Give back each entry unchanged, minus pictures.

------ Raw records ------

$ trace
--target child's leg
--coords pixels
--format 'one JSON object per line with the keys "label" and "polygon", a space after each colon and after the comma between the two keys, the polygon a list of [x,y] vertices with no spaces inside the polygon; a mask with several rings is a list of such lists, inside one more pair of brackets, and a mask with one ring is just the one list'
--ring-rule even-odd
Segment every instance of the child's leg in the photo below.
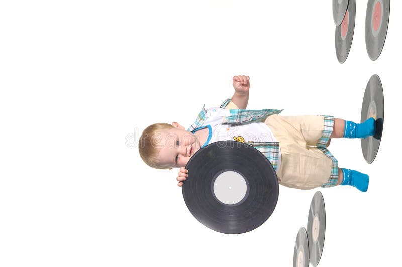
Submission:
{"label": "child's leg", "polygon": [[331,138],[365,138],[375,134],[375,120],[369,118],[362,123],[356,123],[340,118],[334,119]]}
{"label": "child's leg", "polygon": [[338,168],[337,185],[351,185],[362,192],[368,188],[369,178],[367,174],[349,169]]}

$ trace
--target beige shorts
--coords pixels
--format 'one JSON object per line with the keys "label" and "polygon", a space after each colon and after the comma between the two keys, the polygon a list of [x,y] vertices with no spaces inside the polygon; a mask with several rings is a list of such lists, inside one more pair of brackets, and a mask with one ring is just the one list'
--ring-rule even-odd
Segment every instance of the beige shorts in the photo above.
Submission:
{"label": "beige shorts", "polygon": [[325,148],[333,117],[272,115],[265,122],[279,142],[282,158],[276,173],[280,184],[300,189],[336,184],[338,162]]}

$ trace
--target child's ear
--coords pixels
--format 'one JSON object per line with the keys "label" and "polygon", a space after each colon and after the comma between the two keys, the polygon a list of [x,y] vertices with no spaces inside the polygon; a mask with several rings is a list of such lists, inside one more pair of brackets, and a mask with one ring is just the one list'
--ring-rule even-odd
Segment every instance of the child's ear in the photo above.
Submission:
{"label": "child's ear", "polygon": [[179,124],[178,124],[177,122],[172,122],[172,125],[175,128],[177,128],[178,129],[182,129],[182,130],[185,130],[185,128],[184,128],[184,126],[183,126],[180,125]]}

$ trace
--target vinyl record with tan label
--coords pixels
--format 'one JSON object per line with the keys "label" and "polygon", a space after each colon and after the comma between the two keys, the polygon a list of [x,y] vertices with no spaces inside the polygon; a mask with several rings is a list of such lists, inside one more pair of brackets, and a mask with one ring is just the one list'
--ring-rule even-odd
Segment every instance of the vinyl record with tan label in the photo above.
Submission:
{"label": "vinyl record with tan label", "polygon": [[338,61],[344,63],[348,57],[353,34],[356,19],[356,0],[349,0],[348,9],[341,24],[335,28],[335,52]]}
{"label": "vinyl record with tan label", "polygon": [[293,267],[309,267],[309,240],[305,227],[300,228],[296,237]]}
{"label": "vinyl record with tan label", "polygon": [[183,197],[191,214],[217,232],[240,234],[261,225],[278,201],[278,178],[259,150],[234,141],[210,144],[185,168]]}
{"label": "vinyl record with tan label", "polygon": [[314,194],[309,211],[307,236],[310,263],[315,267],[321,258],[325,238],[325,205],[320,191]]}
{"label": "vinyl record with tan label", "polygon": [[368,0],[366,11],[366,48],[371,60],[380,56],[389,22],[390,0]]}
{"label": "vinyl record with tan label", "polygon": [[374,74],[367,83],[361,107],[361,122],[373,117],[375,119],[375,134],[362,138],[361,150],[366,161],[371,163],[378,152],[384,126],[384,92],[380,78]]}

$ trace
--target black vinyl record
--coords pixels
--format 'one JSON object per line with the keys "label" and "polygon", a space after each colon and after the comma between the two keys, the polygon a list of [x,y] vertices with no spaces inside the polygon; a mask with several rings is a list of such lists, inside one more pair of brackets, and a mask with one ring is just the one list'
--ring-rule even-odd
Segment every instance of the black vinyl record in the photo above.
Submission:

------

## Answer to this task
$ trace
--target child's leg
--coords pixels
--format 'one JSON object per line with the keys "label" and "polygon", a space after each colon and after the comma between the two keys, the polygon a list of [x,y] vertices with no spaces inside the polygon; a mask with several rings is a list of such lists, inside one more pair of brackets, and a mask with one ring is just the one list'
--ring-rule even-odd
Segment every instance of the child's leg in the photo below.
Submission:
{"label": "child's leg", "polygon": [[331,138],[365,138],[375,134],[375,120],[369,118],[362,123],[356,123],[340,118],[334,119]]}
{"label": "child's leg", "polygon": [[338,168],[337,185],[351,185],[362,192],[368,188],[369,178],[367,174],[349,169]]}

$ trace
--target beige shorts
--coords pixels
--format 'one JSON object per line with the keys "label" and "polygon", a space after each colon and after the comma between the two keys, the polygon a list of [x,y] vertices with no spaces inside the polygon; a mask with several rings is a list of such lists, inside one more pair of brackets, and a mask with one ring is just the one list'
--ring-rule even-odd
Segment every instance of the beige shorts in the photo above.
Submission:
{"label": "beige shorts", "polygon": [[325,148],[333,117],[272,115],[265,122],[279,142],[282,158],[276,173],[280,184],[300,189],[336,184],[338,162]]}

$ trace
--target child's ear
--coords pixels
--format 'one JSON object per line with the keys "label" and "polygon", a space after each colon and after the comma between the two keys, the polygon a list of [x,y] vertices with no spaces inside the polygon; a mask with several rings is a list of such lists, inside one more pair of brackets, and a mask with one ring is just the one list'
--ring-rule even-odd
Segment every instance of the child's ear in the photo above.
Submission:
{"label": "child's ear", "polygon": [[179,124],[178,124],[177,122],[172,122],[172,125],[175,128],[177,128],[178,129],[182,129],[182,130],[185,130],[185,128],[184,128],[184,126],[183,126],[180,125]]}

$ trace
--target vinyl record with tan label
--coords pixels
--format 'one JSON object per line with the keys "label" and "polygon", a space after each colon and after the comma between the two keys, the polygon a list of [x,y] vertices with no spaces inside the polygon; a mask with several rings is a list of such lists, inside one more pair of brackets, and a mask with one ring is just the one list'
--ring-rule even-odd
Segment every instance of the vinyl record with tan label in the photo above.
Submission:
{"label": "vinyl record with tan label", "polygon": [[338,61],[344,63],[348,57],[353,34],[356,19],[356,0],[349,0],[348,9],[341,24],[335,28],[335,52]]}
{"label": "vinyl record with tan label", "polygon": [[293,267],[309,267],[309,240],[305,227],[300,228],[296,237]]}
{"label": "vinyl record with tan label", "polygon": [[183,197],[191,214],[217,232],[240,234],[261,225],[278,201],[278,178],[259,150],[234,141],[210,144],[185,168]]}
{"label": "vinyl record with tan label", "polygon": [[314,194],[309,211],[307,236],[310,263],[315,267],[321,258],[325,238],[325,205],[320,191]]}
{"label": "vinyl record with tan label", "polygon": [[368,0],[366,11],[366,48],[371,60],[380,56],[389,22],[390,0]]}
{"label": "vinyl record with tan label", "polygon": [[374,74],[367,83],[361,107],[361,122],[373,117],[375,119],[375,134],[362,138],[361,150],[366,161],[371,163],[378,152],[384,126],[384,92],[380,78]]}

$ trace
--target black vinyl record
--coords pixels
--format 'one JSON object per line with the keys "label" and "polygon", a space after each colon and after the comma between the two keys, the polygon a list of [x,y] vertices with no spaces inside the polygon; a mask with several rings is a list of such lists, inside one more pair of brackets, and a mask with one ring is just the one list'
--ring-rule even-odd
Segment every instance of the black vinyl record in the photo above.
Submission:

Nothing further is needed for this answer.